- **Directive**:
Echo the lines of the entries below word for word, starting at the line that contains "Exercise. Mark every instance of the white banner" and ending at the last line of the entries.

++++ Given data ++++

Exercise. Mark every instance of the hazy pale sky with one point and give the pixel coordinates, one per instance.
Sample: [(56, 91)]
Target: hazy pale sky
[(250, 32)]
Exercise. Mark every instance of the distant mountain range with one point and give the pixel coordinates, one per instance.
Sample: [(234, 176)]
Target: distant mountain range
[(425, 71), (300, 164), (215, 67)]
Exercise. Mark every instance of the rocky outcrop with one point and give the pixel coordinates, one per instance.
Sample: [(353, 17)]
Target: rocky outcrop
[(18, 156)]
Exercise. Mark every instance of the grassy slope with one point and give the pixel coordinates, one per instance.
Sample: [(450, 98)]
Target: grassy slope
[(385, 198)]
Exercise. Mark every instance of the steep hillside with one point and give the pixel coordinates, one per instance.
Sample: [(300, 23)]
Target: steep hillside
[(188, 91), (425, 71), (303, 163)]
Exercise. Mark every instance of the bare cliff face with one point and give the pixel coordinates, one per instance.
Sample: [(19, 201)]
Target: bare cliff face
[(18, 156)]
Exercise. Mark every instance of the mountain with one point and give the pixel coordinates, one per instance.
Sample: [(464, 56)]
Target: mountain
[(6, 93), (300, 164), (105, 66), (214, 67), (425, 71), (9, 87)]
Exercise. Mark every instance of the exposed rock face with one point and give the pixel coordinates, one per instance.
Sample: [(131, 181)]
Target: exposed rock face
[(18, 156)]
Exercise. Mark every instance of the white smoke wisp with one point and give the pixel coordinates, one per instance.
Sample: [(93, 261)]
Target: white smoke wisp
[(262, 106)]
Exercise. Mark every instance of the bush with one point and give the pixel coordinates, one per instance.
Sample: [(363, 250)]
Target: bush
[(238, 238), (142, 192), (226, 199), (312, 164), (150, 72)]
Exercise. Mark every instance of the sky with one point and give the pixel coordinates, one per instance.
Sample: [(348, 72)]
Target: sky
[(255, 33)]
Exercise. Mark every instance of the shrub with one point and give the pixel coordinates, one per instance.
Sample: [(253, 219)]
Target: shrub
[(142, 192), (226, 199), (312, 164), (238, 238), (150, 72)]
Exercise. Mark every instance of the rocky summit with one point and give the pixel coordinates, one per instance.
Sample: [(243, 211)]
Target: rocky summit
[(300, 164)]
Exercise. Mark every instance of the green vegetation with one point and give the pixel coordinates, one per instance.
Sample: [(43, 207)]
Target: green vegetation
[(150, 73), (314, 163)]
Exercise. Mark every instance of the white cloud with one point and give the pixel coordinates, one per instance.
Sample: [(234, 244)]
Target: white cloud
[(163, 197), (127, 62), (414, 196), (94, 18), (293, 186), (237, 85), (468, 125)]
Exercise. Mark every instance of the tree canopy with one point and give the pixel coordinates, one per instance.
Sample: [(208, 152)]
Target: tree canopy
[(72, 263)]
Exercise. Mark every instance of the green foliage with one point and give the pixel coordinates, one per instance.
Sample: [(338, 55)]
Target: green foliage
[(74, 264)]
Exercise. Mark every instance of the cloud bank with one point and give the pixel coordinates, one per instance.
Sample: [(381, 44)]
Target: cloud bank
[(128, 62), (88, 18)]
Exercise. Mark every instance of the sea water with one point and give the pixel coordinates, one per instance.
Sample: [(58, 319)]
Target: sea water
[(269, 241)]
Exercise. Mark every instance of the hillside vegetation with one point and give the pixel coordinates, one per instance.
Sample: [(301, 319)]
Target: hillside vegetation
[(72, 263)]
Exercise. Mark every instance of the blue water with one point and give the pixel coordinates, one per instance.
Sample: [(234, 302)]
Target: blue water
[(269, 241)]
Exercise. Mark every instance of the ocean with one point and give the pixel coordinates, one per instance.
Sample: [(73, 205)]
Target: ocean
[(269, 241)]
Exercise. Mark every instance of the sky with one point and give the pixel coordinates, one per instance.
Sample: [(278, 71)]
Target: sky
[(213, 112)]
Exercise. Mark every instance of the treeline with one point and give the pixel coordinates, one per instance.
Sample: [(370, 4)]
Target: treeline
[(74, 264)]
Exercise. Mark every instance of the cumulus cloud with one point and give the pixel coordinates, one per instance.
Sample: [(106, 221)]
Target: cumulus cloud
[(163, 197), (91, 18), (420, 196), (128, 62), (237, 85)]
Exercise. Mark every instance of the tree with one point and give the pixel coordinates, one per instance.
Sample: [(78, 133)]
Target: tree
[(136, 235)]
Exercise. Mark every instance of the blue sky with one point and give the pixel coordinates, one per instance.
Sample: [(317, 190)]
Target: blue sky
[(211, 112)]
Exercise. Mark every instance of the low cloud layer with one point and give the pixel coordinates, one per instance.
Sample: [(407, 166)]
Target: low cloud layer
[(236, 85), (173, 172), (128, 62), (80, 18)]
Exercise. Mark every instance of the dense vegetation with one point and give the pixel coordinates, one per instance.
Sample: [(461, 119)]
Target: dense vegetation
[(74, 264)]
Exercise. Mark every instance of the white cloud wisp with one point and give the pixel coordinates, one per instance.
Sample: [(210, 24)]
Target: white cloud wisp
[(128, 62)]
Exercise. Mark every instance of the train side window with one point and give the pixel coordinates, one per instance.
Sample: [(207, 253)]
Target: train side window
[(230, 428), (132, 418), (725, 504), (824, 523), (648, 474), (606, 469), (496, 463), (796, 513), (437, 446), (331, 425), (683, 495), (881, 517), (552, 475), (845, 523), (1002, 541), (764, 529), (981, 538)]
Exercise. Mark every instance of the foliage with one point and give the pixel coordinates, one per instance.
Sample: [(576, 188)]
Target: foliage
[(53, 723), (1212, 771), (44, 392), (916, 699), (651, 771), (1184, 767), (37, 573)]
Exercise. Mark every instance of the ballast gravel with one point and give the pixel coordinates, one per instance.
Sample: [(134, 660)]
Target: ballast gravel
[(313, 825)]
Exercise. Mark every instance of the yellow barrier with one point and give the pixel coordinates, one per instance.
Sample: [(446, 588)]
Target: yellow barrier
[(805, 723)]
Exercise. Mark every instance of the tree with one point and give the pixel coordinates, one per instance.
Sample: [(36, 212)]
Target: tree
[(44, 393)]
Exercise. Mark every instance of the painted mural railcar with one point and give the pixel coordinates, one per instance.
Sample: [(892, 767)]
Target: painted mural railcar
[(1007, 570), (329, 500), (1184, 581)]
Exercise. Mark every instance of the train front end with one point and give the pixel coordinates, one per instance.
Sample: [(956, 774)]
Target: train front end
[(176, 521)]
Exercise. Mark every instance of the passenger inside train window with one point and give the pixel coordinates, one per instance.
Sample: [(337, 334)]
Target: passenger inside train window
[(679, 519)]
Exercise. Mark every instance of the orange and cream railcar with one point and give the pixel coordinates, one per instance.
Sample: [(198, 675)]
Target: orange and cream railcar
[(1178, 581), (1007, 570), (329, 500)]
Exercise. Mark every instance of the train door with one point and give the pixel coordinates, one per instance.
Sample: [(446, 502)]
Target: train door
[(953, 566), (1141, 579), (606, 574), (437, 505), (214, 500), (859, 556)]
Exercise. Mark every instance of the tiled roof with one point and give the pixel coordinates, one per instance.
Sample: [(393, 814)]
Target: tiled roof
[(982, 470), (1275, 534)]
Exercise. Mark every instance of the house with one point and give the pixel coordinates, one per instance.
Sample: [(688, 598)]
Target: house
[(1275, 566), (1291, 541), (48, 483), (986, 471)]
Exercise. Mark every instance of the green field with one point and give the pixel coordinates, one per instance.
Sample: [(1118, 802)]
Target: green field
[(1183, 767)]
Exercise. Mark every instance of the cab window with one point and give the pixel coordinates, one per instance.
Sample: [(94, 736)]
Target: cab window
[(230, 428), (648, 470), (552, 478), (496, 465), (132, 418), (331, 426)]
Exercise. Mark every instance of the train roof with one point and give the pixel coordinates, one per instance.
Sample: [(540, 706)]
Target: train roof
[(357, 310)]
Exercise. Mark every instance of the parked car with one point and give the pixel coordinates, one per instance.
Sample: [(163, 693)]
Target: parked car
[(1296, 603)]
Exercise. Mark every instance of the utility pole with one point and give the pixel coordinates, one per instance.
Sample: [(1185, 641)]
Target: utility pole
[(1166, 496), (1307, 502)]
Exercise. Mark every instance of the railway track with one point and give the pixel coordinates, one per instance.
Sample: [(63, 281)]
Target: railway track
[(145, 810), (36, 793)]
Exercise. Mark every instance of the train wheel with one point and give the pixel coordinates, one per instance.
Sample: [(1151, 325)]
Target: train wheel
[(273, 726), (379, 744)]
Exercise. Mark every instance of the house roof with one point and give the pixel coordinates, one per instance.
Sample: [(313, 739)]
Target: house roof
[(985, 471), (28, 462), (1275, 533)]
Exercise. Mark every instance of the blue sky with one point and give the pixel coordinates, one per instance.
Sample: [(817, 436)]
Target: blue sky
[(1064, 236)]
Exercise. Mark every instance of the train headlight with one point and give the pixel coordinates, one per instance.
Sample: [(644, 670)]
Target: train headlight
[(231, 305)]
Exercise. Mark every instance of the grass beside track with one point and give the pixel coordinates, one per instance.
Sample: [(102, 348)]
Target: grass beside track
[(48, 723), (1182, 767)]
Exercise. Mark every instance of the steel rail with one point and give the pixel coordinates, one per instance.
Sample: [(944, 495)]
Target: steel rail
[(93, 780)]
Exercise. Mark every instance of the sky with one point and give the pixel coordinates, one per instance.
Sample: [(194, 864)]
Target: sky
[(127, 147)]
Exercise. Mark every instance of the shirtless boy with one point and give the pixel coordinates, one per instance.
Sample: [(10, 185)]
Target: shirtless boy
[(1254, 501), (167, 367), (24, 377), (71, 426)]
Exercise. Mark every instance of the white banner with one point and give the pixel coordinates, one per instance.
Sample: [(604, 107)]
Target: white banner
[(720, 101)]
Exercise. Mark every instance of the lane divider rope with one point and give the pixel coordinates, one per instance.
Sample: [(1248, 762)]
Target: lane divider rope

++++

- **Result**:
Exercise. Mark every instance of the white banner with one point and give the pixel coordinates, one per instance.
Sample: [(604, 107)]
Target: white banner
[(720, 101)]
Exercise. Mark every instance of the lane divider rope with one point and give the pixel coordinates, one per instance.
Sample: [(1248, 762)]
Target: lane divider rope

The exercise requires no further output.